### TASK DESCRIPTION:
Find each line in the entries below that contains the string "person" and copy every such line in full.

### DATA LINES:
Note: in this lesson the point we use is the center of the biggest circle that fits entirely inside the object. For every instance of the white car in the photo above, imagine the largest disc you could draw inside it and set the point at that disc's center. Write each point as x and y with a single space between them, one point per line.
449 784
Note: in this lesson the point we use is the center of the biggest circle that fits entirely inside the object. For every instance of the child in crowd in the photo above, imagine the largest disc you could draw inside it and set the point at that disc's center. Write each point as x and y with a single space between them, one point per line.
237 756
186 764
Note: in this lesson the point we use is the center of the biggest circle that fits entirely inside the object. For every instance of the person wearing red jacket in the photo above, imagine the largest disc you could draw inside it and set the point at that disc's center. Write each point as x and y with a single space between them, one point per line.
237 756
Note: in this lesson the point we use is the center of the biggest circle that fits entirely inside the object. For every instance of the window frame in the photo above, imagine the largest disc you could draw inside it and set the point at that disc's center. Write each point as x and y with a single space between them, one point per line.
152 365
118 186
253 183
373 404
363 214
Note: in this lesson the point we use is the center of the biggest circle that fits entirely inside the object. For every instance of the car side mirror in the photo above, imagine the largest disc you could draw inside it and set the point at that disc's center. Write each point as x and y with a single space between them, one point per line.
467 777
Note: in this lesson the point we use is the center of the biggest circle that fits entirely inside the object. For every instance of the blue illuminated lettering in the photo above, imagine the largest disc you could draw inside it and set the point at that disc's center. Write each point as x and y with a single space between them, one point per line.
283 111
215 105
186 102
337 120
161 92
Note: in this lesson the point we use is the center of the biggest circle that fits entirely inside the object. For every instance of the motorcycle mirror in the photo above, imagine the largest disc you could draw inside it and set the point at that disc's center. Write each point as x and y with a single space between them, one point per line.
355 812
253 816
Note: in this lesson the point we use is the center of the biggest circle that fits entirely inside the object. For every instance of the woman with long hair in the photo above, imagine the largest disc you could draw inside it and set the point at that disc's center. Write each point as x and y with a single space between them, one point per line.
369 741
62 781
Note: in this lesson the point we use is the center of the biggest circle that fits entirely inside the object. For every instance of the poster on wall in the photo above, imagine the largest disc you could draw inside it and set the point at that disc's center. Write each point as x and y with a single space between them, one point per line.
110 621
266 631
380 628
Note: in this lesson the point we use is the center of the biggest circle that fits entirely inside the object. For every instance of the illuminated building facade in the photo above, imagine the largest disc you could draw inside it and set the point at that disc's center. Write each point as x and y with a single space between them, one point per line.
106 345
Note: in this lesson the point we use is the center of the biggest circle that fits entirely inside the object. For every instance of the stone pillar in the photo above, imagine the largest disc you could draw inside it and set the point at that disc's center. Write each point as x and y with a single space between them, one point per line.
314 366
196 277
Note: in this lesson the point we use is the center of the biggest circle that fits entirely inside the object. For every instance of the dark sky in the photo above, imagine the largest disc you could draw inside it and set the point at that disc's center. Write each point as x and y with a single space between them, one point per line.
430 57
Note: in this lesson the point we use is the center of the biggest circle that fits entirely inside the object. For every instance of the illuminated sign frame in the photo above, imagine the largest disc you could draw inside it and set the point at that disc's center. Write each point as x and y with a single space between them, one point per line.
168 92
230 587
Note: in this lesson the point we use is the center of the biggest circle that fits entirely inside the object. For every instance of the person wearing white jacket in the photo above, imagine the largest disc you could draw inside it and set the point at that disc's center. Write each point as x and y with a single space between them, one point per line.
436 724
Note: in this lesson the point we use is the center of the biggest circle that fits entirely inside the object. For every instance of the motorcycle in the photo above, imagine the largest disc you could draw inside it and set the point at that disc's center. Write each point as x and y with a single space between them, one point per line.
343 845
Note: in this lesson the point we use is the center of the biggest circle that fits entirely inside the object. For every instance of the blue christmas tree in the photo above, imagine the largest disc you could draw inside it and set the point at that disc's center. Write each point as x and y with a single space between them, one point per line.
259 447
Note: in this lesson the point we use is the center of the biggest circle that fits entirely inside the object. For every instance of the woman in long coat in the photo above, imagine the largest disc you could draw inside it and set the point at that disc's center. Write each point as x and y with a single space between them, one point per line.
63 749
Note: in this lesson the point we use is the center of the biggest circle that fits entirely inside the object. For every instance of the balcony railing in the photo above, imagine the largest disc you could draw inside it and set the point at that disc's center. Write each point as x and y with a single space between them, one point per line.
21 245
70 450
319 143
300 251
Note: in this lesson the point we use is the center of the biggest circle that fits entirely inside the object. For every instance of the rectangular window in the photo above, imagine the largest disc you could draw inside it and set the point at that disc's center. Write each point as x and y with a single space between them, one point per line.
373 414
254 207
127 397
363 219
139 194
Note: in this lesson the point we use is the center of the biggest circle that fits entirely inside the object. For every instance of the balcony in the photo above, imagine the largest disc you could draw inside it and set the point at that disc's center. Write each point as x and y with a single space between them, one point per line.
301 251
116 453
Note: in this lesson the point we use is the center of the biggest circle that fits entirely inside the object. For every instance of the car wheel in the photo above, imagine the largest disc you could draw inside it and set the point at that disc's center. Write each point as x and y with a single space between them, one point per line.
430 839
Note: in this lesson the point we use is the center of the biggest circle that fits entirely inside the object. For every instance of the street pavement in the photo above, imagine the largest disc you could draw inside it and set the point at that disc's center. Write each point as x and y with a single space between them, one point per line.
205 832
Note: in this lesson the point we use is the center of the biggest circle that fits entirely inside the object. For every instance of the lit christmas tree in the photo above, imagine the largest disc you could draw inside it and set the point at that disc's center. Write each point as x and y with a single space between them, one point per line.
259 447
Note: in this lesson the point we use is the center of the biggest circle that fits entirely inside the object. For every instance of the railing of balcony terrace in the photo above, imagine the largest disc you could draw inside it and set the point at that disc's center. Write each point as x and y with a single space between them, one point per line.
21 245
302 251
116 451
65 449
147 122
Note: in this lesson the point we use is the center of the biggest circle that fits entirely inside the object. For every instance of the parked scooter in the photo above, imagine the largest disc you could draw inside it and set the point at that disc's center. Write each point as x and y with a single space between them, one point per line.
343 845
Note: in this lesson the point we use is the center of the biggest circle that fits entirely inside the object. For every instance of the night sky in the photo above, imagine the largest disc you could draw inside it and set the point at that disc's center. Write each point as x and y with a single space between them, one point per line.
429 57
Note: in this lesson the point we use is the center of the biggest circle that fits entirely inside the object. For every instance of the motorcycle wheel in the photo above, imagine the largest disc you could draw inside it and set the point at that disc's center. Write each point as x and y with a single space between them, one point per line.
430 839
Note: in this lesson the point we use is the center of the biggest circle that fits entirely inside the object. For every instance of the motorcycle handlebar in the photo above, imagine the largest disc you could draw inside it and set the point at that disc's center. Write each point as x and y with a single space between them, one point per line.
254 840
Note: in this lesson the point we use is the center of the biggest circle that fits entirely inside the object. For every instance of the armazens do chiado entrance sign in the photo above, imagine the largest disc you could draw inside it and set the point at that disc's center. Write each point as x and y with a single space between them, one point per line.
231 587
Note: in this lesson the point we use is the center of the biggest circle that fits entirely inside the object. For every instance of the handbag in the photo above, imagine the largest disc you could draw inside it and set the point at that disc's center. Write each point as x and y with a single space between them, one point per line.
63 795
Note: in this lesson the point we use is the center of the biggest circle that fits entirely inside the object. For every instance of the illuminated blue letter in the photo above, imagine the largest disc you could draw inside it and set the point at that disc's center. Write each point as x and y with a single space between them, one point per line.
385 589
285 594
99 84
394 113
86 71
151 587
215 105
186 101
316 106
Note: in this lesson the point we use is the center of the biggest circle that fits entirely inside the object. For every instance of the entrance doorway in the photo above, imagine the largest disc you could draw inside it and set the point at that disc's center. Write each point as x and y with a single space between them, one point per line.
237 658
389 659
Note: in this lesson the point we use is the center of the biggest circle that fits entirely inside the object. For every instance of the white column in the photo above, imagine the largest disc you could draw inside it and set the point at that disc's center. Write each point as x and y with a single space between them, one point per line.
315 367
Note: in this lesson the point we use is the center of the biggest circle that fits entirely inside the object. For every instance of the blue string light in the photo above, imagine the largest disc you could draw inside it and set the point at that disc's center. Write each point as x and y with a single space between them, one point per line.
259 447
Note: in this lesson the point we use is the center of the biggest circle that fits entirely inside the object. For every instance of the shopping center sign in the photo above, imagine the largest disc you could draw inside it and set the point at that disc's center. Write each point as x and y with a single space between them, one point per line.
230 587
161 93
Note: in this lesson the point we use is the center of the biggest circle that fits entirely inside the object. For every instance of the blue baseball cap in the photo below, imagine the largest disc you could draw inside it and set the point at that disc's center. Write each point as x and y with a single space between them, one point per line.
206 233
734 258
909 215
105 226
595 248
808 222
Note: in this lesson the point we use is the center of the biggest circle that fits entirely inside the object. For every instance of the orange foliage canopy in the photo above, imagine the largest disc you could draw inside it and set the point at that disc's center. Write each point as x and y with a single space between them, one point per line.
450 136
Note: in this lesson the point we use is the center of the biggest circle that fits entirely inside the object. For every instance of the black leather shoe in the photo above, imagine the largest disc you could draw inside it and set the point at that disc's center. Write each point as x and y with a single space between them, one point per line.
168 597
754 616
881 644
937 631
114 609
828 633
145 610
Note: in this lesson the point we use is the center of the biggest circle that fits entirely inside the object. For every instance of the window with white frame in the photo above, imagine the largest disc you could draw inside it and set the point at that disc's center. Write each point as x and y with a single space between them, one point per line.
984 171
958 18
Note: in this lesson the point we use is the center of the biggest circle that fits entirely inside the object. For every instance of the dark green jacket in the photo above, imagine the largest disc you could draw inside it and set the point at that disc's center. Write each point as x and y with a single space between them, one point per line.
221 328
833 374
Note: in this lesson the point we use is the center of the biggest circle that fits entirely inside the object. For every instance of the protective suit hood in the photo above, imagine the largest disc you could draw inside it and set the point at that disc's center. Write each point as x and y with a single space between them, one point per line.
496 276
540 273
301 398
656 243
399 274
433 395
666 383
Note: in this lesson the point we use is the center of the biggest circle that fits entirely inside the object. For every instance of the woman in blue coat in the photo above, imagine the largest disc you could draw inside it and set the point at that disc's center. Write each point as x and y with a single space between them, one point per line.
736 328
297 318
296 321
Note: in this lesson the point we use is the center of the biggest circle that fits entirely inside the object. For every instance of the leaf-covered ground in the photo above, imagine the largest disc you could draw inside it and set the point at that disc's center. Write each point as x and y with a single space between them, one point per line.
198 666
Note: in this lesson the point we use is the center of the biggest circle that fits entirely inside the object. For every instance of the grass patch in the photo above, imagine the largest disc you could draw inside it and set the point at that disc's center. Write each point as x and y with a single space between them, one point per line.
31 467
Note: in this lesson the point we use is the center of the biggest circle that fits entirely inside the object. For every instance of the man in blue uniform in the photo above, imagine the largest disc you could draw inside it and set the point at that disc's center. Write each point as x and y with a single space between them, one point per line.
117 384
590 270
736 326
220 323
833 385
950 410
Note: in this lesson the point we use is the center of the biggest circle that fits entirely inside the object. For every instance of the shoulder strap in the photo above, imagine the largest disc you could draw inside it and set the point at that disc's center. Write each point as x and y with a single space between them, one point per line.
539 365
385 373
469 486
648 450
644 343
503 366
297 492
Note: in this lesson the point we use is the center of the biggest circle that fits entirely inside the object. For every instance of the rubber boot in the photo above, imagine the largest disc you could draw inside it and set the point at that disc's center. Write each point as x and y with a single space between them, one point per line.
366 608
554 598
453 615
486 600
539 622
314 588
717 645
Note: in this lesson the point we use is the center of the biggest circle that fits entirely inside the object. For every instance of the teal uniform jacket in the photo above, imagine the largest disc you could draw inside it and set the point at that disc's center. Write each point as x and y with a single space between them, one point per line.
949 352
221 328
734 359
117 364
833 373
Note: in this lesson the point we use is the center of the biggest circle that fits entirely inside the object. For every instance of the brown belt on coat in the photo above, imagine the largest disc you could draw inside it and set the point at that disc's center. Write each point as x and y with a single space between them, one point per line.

### SOLUTION TO THIS EXERCISE:
Note: in this lesson the point we use is the center of the biggest circle that fits entirely inside the object. For every instance of the person wearing red jacket in the photo above, imagine the largest disc you could draw inside it and set the point at that disc's center. Write each point as x and y with a single space between them, one point per line.
Note: in this lesson the point we use is the center of the biggest circle that fits entirely inside the object. For every instance of the person wearing white jacket in the photo above, imagine the largest disc you could draw inside it and set the point at that disc's center. Write each point as x and y with a single space between them, one point per line.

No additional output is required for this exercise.